Exercise → In the entries below, render the lines from the one with "out the red" up to and including the one with "x=601, y=296" as a JSON list of strings, one string per line, leaving out blank lines.

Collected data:
-------------------------
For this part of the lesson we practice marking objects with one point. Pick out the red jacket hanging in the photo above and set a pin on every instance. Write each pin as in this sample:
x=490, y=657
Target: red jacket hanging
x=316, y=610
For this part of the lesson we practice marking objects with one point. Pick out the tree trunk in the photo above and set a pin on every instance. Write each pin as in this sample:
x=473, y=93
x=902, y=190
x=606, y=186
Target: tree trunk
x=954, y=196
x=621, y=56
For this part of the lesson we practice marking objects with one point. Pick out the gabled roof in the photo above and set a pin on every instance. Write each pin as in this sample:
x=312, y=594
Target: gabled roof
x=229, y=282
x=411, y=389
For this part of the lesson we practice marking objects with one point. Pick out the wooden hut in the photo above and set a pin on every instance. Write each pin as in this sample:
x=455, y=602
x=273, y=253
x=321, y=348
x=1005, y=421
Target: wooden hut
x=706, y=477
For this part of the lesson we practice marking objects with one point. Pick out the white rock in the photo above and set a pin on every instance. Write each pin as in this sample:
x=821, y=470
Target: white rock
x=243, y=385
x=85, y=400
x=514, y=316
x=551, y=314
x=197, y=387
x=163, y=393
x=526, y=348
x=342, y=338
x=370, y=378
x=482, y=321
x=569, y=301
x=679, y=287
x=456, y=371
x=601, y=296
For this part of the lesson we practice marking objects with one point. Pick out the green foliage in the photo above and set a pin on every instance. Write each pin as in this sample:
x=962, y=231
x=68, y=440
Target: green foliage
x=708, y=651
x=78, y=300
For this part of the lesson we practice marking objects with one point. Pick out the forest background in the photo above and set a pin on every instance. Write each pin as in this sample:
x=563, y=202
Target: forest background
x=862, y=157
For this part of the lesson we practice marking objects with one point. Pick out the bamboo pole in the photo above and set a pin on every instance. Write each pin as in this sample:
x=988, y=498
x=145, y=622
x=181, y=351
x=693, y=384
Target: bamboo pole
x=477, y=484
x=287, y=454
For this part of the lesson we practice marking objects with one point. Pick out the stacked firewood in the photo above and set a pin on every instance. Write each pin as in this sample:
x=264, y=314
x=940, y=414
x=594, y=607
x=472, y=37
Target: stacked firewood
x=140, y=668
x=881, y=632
-------------------------
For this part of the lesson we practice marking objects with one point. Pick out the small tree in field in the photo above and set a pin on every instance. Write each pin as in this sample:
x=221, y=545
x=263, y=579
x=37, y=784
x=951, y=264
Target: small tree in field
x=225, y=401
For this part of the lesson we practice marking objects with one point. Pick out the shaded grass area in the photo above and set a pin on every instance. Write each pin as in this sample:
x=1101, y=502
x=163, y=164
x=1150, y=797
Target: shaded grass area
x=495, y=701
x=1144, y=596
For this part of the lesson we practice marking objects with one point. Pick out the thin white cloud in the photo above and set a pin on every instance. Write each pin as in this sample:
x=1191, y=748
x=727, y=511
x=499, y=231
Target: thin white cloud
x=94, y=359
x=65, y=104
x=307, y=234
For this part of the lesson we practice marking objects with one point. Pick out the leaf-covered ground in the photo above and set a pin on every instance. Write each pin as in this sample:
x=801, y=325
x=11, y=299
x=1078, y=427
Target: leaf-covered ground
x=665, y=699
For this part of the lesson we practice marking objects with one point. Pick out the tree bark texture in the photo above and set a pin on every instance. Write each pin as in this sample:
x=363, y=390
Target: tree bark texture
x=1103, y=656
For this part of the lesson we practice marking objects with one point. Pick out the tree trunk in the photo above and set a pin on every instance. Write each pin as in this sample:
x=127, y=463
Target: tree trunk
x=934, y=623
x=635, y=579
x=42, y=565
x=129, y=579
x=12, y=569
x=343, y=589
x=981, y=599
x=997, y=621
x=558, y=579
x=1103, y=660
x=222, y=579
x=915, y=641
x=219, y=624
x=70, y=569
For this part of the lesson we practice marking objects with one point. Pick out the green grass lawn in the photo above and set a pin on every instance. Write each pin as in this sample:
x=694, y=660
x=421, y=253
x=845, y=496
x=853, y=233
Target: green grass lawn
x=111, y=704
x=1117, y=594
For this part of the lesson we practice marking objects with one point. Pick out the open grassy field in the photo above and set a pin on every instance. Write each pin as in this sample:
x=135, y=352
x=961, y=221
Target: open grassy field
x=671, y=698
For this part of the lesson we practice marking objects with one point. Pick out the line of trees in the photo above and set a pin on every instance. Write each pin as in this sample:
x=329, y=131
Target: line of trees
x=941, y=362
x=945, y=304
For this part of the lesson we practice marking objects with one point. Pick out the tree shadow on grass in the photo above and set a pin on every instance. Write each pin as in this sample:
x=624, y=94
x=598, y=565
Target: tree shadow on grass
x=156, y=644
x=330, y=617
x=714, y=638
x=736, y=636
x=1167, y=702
-------------------------
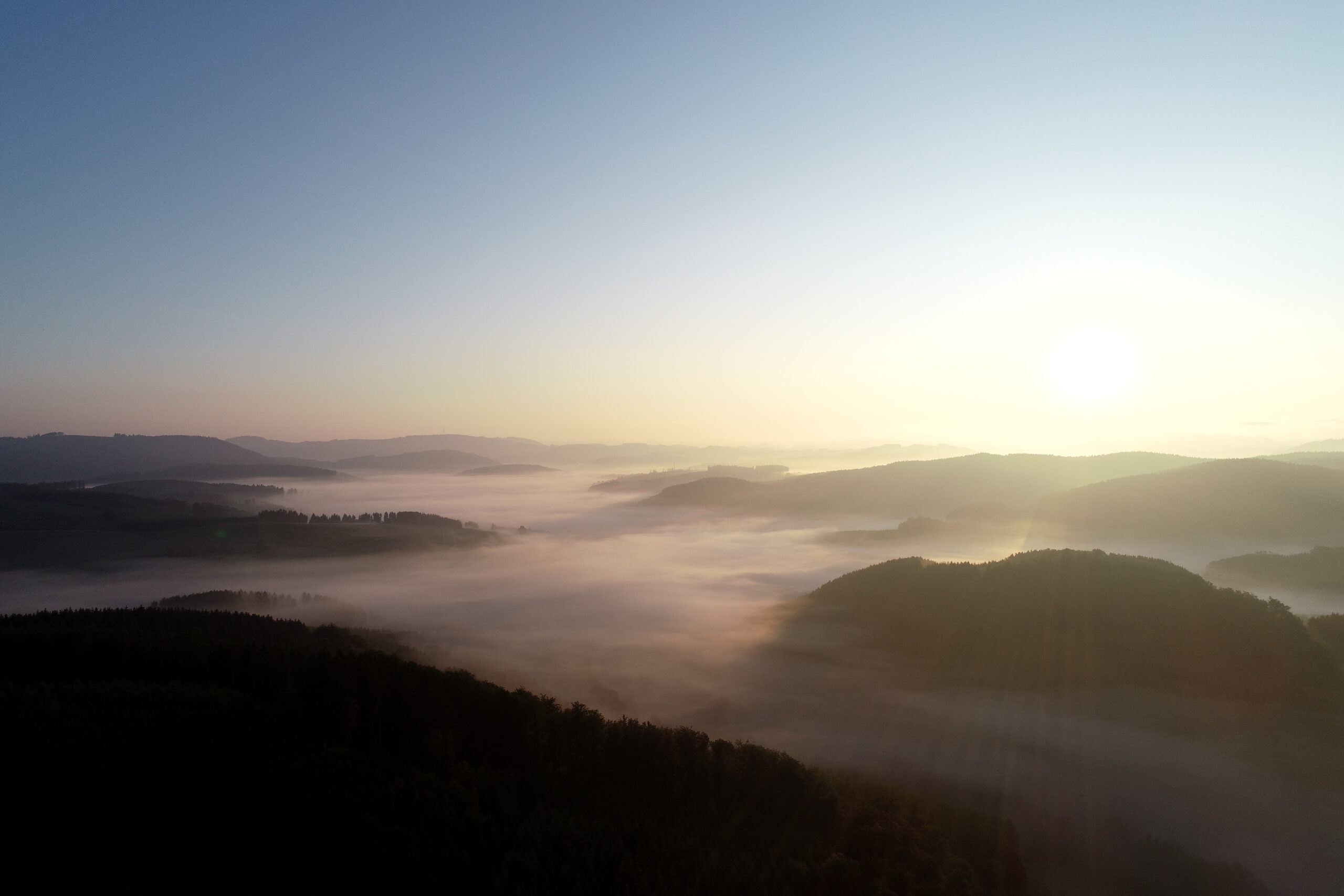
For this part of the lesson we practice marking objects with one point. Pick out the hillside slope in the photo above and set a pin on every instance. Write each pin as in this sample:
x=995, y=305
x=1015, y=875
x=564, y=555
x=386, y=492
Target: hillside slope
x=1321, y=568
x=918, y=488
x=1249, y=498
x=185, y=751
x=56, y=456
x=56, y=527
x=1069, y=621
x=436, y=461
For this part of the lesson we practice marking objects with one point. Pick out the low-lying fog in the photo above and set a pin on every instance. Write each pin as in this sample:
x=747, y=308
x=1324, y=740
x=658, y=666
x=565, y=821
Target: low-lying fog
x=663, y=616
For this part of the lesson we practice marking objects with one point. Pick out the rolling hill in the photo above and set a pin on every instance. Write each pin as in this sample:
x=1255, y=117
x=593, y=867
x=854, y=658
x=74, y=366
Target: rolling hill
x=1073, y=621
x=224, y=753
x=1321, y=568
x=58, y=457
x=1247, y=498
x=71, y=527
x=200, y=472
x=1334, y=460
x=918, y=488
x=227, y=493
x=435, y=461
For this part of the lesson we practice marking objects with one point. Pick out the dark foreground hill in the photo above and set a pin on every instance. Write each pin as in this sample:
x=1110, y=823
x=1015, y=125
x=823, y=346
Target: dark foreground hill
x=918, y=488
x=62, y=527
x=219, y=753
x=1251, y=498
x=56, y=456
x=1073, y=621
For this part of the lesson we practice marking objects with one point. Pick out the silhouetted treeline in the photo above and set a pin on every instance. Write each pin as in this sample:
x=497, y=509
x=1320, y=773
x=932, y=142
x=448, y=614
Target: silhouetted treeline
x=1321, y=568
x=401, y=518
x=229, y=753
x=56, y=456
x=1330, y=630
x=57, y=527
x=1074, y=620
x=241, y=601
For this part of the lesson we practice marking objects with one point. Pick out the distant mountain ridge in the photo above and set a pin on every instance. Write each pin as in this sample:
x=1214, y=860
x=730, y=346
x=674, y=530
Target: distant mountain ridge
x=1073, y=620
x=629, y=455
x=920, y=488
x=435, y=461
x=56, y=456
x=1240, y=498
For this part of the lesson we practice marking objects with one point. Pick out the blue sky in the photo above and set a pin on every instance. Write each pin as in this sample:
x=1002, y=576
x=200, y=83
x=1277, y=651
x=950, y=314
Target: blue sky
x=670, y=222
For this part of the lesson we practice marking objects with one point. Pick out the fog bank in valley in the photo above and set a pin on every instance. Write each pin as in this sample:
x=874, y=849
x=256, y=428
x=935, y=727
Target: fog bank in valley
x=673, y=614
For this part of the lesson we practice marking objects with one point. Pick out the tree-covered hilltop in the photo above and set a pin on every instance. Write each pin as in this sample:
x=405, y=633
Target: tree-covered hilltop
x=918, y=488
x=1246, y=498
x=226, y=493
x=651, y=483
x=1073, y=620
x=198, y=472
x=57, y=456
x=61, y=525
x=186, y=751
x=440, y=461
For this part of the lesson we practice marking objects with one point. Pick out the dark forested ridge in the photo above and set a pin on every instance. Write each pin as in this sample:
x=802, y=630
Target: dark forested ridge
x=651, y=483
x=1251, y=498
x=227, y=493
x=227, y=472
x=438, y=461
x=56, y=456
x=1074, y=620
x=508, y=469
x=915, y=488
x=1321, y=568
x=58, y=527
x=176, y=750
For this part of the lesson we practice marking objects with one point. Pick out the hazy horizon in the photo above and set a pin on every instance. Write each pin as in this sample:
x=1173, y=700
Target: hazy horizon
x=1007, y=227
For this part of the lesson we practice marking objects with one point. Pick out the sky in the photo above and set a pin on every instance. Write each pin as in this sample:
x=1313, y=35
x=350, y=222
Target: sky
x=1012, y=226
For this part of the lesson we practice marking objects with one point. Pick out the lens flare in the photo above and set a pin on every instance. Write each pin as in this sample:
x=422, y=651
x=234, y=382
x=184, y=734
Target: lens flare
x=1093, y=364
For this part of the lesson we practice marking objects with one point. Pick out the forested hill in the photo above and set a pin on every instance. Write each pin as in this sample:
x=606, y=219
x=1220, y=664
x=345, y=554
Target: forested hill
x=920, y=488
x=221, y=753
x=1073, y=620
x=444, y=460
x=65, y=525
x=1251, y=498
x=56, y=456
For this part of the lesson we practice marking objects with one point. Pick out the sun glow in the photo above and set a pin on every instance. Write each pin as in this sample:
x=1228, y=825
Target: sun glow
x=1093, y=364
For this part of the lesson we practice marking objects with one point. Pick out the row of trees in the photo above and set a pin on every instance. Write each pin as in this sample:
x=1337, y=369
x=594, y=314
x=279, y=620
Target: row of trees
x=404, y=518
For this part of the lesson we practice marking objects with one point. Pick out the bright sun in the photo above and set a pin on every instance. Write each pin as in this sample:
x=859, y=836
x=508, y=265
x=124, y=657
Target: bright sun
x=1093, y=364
-------------------------
Full output →
[
  "For this part of the lesson we practice marking objects with one point. Pick out the red jacket hanging in the photo above and set a pin on every instance. Write each pin as in this sample:",
  "x=490, y=657",
  "Target: red jacket hanging",
  "x=316, y=610",
  "For this part of the lesson we practice marking objects with one point. Pick out the tree trunk in the photo above and set a pin on every instance. Write each pin as in this sample:",
  "x=473, y=93",
  "x=902, y=190",
  "x=606, y=186",
  "Target: tree trunk",
  "x=954, y=196",
  "x=621, y=56",
  "For this part of the lesson we practice marking objects with one point. Pick out the gabled roof in the photo above and set a pin on every instance. Write each pin as in this sample:",
  "x=312, y=594",
  "Target: gabled roof",
  "x=229, y=282",
  "x=411, y=389",
  "For this part of the lesson we practice marking objects with one point. Pick out the wooden hut in the photo above and set a pin on every instance. Write each pin as in this sample:",
  "x=455, y=602",
  "x=273, y=253",
  "x=321, y=348",
  "x=1005, y=421",
  "Target: wooden hut",
  "x=706, y=477",
  "For this part of the lesson we practice marking objects with one point. Pick out the white rock in the photo above and set a pin on every instance. Write each pin as in this sample:",
  "x=821, y=470",
  "Target: white rock",
  "x=243, y=385",
  "x=85, y=400",
  "x=514, y=316",
  "x=551, y=314",
  "x=197, y=387",
  "x=163, y=393",
  "x=526, y=348",
  "x=342, y=338",
  "x=370, y=378",
  "x=482, y=321",
  "x=569, y=301",
  "x=679, y=287",
  "x=456, y=371",
  "x=601, y=296"
]